- _Task to complete_: Copy every item below, keeping each line identical to the original.

- _Records supplied_:
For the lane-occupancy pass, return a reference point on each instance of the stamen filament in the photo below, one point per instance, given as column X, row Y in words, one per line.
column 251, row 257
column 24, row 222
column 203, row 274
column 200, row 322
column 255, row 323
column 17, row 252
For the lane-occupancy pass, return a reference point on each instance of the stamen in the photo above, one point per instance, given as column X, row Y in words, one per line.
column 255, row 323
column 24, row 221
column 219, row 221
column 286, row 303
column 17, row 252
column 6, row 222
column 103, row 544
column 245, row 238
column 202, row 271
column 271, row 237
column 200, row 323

- _Final result_:
For the lane-occupancy pass, return a reference point on each instance of the stamen filament in the photo below, one point per instance, given as column X, row Y in words, one per line.
column 251, row 257
column 24, row 222
column 203, row 274
column 200, row 322
column 255, row 323
column 17, row 252
For the lane-occupancy pass, return a reference point on each instance of the stamen in the photo above, one point per instance, given as column X, row Y in words, one per line.
column 255, row 323
column 24, row 221
column 219, row 221
column 286, row 303
column 17, row 252
column 6, row 222
column 103, row 544
column 245, row 238
column 202, row 271
column 271, row 237
column 200, row 323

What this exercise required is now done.